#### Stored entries
↓

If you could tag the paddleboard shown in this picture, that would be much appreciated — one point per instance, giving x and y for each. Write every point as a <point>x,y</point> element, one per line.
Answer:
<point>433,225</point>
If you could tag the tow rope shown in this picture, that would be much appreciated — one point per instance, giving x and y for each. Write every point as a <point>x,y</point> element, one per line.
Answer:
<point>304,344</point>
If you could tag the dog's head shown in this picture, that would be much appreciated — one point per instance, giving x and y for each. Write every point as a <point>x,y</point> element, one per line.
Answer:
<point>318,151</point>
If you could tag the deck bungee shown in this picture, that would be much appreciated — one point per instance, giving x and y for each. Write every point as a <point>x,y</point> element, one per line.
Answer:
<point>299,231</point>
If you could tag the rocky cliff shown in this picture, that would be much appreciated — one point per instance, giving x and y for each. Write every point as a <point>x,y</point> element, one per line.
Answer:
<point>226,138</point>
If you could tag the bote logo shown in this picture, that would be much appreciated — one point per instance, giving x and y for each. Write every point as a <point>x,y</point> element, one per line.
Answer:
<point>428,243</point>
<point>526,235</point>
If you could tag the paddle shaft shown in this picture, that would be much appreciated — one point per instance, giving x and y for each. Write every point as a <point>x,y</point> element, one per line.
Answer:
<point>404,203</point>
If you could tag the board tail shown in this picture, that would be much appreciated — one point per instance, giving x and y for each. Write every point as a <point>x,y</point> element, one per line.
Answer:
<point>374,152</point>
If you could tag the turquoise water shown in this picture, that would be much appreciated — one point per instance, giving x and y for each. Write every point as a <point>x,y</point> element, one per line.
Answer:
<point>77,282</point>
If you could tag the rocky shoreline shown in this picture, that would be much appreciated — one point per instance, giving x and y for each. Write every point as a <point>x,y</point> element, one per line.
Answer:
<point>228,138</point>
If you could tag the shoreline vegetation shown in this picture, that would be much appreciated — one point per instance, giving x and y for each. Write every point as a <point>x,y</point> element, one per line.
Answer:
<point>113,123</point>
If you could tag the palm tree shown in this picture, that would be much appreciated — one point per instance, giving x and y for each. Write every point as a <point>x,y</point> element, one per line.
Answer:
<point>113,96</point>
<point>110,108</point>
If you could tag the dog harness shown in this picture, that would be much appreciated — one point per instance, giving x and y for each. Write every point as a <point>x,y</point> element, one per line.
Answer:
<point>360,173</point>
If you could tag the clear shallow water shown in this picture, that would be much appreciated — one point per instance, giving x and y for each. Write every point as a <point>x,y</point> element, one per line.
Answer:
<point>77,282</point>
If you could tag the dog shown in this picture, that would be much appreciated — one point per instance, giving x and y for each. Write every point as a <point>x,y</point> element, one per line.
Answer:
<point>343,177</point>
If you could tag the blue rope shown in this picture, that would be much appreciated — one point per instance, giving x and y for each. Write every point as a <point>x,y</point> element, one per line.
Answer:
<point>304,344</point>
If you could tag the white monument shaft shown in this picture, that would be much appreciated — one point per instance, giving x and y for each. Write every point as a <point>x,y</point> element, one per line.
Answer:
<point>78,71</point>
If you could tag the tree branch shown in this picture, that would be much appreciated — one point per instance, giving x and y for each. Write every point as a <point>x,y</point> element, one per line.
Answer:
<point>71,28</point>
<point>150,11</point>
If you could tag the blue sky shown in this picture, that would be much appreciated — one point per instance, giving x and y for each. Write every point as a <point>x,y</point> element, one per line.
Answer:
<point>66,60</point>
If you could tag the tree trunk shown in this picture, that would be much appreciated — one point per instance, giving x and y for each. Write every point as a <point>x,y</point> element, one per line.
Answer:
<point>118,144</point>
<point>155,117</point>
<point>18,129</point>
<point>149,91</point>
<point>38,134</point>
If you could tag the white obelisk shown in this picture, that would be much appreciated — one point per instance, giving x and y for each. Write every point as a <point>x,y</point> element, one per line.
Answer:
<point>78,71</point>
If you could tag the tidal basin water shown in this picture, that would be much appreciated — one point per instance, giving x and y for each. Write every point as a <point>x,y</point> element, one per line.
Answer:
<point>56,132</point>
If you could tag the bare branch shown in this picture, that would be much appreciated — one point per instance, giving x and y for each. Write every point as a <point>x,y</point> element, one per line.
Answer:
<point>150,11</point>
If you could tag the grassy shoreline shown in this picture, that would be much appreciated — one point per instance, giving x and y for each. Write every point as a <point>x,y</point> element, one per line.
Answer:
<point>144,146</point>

↑

#### Task prompt
Copy out every one of the rows above word for word, with nothing changed.

#### Output for this task
If you could tag the paddleboard shown in this picture, that would be much appreciated — one point per instance, giving x and y for each. Write every point as a <point>x,y</point> element, one per line.
Answer:
<point>433,225</point>
If you could tag the tow rope shown in this picture, that would be much appreciated — one point per instance, giving x and y for each. Write every point as a <point>x,y</point> element, one per line.
Answer:
<point>304,344</point>
If you could tag the dog's head shown in this picture, that would be much appreciated — one point per instance, giving x and y for each. Write every point as a <point>x,y</point> element, one per line.
Answer:
<point>318,151</point>
If you could tag the deck bungee shown in this picture, that would be much appreciated — one point per instance, giving x and y for each. Write every point as a <point>x,y</point> element, one per line.
Answer:
<point>299,231</point>
If you could tag the rocky cliff shown in this picture, that would be much appreciated — one point per instance, giving x and y for each. Write every point as a <point>x,y</point> element, one per line.
Answer:
<point>226,138</point>
If you could tag the bote logo shown in this picture, that would be much appreciated — one point per instance, giving x and y for each. Write every point as a <point>x,y</point> element, one per line.
Answer:
<point>428,243</point>
<point>526,235</point>
If you could tag the paddle shaft shown in this picture, that would be much appreciated — one point per instance, giving x and y for each. Write every point as a <point>x,y</point> element, one per line.
Answer:
<point>404,203</point>
If you could tag the board tail shown in this picture, that would be much appreciated — one point per instance, giving x and y for each. Write every point as a <point>x,y</point> element, one per line.
Answer:
<point>374,152</point>
If you could tag the turquoise water shown in this picture, that would be much appreciated — one point per instance, giving x and y for each. Write every point as a <point>x,y</point> element, one per line.
Answer:
<point>77,282</point>
If you could tag the rocky shoreline shown in this picture, that would be much appreciated — one point per instance, giving x and y for each. Write every point as a <point>x,y</point> element, one per line.
Answer:
<point>228,138</point>
If you could tag the shoreline vegetation shown in this picture, that would be much appreciated — one point per instance, giving x and y for each. Write every point as a <point>x,y</point> element, one per line.
Answer:
<point>113,123</point>
If you could tag the palm tree shown in this picture, that would be much appreciated — one point per instance, giving x and y for each. Write every point as a <point>x,y</point> element, one per line.
Answer:
<point>113,96</point>
<point>110,108</point>
If you could tag the dog harness shown in this picture, that would be much appreciated — one point per instance, giving x and y for each. Write every point as a <point>x,y</point> element, one per line.
Answer:
<point>360,173</point>
If you could tag the clear shallow water shown in this picture, that would be much appreciated — one point per instance, giving x and y for each. Write every point as a <point>x,y</point> element, one per line.
Answer:
<point>77,282</point>
If you could tag the dog shown in this picture, that would be much appreciated — one point per instance, giving x and y for each. Write every point as a <point>x,y</point> element, one per line.
Answer:
<point>343,177</point>
If you could tag the blue rope shown in this picture, that would be much appreciated — one point per instance, giving x and y for each. Write every point as a <point>x,y</point> element, one per line.
Answer:
<point>304,344</point>
If you could tag the white monument shaft shown in this picture, that would be much appreciated — one point per instance, giving x and y for each. Write every point as a <point>x,y</point> element, one per line.
Answer:
<point>78,71</point>
If you could tag the tree branch shown in this picture, that would be much appreciated — one point per instance, giving x and y for each. Write every point as a <point>x,y</point> element, one per line.
Answer:
<point>71,28</point>
<point>150,11</point>
If you could tag the blue sky shown in this picture, that would be much appreciated — one point per instance, giving x and y for each. Write every point as a <point>x,y</point> element, one per line.
Answer:
<point>66,60</point>
If you could tag the tree trunk shown in this picture, that would be much appreciated — one point per instance, giving x and y for each. Write every point as a <point>x,y</point> element, one per line.
Answer:
<point>118,144</point>
<point>155,117</point>
<point>18,129</point>
<point>149,91</point>
<point>38,134</point>
If you could tag the white obelisk shown in this picture, that would be much appreciated — one point per instance, giving x and y for each. Write every point as a <point>x,y</point> element, one per line.
Answer:
<point>78,71</point>
If you could tag the tidal basin water shown in this picture, that would be much appreciated — one point per instance, giving x and y for each. Write every point as a <point>x,y</point> element, one per line.
Answer:
<point>56,132</point>
If you could tag the bare branch shown in this picture, that would be much appreciated — one point per instance, giving x and y for each. Write every point as a <point>x,y</point> element, one per line.
Answer:
<point>150,11</point>
If you could tag the grassy shoreline shown in this picture, that would be much appreciated — one point per instance, giving x and y for each. Write every point as a <point>x,y</point> element, one per line.
Answer:
<point>144,146</point>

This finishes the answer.